### TASK OBJECTIVE:
Reproduce the records below word for word.

### RECORDS FOR THE TASK:
▬▬▬▬▬▬
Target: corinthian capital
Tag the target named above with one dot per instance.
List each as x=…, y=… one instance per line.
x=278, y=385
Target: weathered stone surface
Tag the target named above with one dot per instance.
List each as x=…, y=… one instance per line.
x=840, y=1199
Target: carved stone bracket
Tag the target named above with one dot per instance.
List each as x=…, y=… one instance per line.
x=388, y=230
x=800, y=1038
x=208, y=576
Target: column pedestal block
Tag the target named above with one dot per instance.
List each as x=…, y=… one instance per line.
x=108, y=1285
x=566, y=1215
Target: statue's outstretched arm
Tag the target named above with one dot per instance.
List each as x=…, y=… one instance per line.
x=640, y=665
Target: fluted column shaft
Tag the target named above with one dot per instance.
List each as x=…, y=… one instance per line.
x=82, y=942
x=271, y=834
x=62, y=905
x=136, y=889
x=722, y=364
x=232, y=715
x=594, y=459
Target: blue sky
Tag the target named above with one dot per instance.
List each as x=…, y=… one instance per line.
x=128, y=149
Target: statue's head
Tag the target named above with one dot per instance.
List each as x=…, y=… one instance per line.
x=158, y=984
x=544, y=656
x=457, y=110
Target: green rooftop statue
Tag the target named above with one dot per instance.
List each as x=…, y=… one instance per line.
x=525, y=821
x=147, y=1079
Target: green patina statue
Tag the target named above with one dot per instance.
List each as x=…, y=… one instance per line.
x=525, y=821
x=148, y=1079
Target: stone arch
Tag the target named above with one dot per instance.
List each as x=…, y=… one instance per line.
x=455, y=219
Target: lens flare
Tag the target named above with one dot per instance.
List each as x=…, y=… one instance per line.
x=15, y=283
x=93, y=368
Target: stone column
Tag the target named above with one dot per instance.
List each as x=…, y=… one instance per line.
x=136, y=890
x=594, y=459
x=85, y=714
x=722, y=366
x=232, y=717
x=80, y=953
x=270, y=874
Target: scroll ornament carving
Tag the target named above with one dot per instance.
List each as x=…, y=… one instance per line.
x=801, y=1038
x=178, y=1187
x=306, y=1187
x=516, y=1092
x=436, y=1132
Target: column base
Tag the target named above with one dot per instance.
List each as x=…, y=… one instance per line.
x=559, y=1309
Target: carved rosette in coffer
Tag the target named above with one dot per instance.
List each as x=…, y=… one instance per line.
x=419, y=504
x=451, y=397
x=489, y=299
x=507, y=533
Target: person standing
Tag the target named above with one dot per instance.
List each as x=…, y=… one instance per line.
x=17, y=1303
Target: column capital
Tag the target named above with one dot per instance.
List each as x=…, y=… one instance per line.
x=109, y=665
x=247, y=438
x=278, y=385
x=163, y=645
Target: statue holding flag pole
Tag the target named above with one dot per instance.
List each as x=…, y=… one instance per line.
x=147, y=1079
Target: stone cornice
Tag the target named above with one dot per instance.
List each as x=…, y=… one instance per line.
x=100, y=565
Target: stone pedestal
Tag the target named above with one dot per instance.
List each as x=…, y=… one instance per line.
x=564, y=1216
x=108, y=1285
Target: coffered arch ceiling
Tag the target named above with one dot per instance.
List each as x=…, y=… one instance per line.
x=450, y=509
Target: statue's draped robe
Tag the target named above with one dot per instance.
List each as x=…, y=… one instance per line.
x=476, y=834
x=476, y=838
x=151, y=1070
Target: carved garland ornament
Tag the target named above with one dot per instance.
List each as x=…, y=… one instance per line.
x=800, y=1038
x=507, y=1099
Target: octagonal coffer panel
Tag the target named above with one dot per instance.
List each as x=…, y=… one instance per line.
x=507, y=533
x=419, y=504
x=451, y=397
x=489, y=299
▬▬▬▬▬▬
### ANSWER FOR THIS EXERCISE:
Target: corinthian capital
Tag the target named above with one dot per instance.
List each as x=…, y=… one instance per line.
x=278, y=385
Target: weathered stone surface
Tag the target named above with one dot per instance.
List each as x=…, y=… one instance per line.
x=840, y=1199
Target: carved stone bracket
Tag the target named above with one dot per instance.
List each as x=…, y=… one instance per line.
x=388, y=230
x=800, y=1038
x=208, y=576
Target: column pedestal block
Tag the target named above with one dot per instance.
List each as x=…, y=… one instance per line.
x=108, y=1285
x=566, y=1215
Target: statue's outstretched arm
Tag the target named above with one dot per instance.
List each as x=…, y=… one instance per line.
x=640, y=665
Target: fluted column shaft
Tag the target named above with one dot per instance.
List each as x=…, y=… one instance per line.
x=82, y=942
x=271, y=834
x=62, y=905
x=136, y=889
x=722, y=364
x=232, y=715
x=594, y=459
Target: blue sky
Tag the target named above with one dot per instance.
List each as x=…, y=… one instance per line.
x=128, y=149
Target: statue's head
Tag the target named above with one dot per instance.
List each as x=…, y=… one instance per line.
x=158, y=984
x=544, y=656
x=457, y=110
Target: green rooftop statue
Tag the target named above with one dot per instance.
List each as x=…, y=… one instance per line.
x=525, y=821
x=147, y=1079
Target: green patina statue
Tag the target named above with one dot per instance.
List each as x=…, y=… one instance per line.
x=525, y=821
x=148, y=1079
Target: stone arch
Tag the target named above with one dot per instance.
List each as x=…, y=… one instance per line.
x=455, y=219
Target: lens flare
Tag the target named above with one dot per instance.
List each as x=…, y=… one instance per line.
x=15, y=283
x=93, y=368
Target: stone column
Tag the target named above with one dot per instance.
List each as x=…, y=… one instance per line.
x=136, y=890
x=594, y=459
x=85, y=714
x=722, y=366
x=232, y=717
x=80, y=953
x=270, y=874
Target: scroll ornament carving
Tag the target named above with one dot per instance.
List each as x=…, y=… one instance per line.
x=801, y=1038
x=178, y=1187
x=306, y=1187
x=516, y=1092
x=436, y=1132
Target: column base
Tag the target named above with one dot per instance.
List each as x=…, y=… one instance per line.
x=559, y=1309
Target: carved rosette in coffer
Tag the target named above with one dot per instance.
List each as x=…, y=… one instance per line.
x=419, y=504
x=451, y=397
x=489, y=299
x=507, y=533
Target: person standing
Tag the target named above with one dot per instance.
List each as x=…, y=… one instance per line.
x=17, y=1303
Target: column capital
Tag the target named above with one dot per instance.
List each as x=…, y=… one instance per line.
x=109, y=665
x=247, y=438
x=278, y=385
x=163, y=645
Target: statue holding flag pole
Tag the target named above with one dot per instance.
List each as x=…, y=… one instance per line.
x=147, y=1079
Target: stone cornice
Tag the target named above with one dot per instance.
List each as x=…, y=… one instance per line.
x=100, y=565
Target: stone pedestal
Tag the target named above with one dot per instance.
List each as x=…, y=… one instance per line.
x=564, y=1216
x=108, y=1285
Target: coffered arch ceiling
Tag the target named above with one dot per instance.
List each as x=…, y=… one instance per line.
x=450, y=509
Target: statue's draped robe
Tag the target named above with one dot per instance.
List each as x=…, y=… one instance per line.
x=476, y=834
x=476, y=838
x=151, y=1070
Target: carved garland ornament
Tag the target named above with one dot per instance.
List each as x=…, y=… one instance per line.
x=800, y=1038
x=507, y=1099
Target: octagonal coffer panel
Tag the target named above with one dot per instance.
List each as x=…, y=… one instance per line.
x=507, y=533
x=419, y=504
x=451, y=397
x=489, y=299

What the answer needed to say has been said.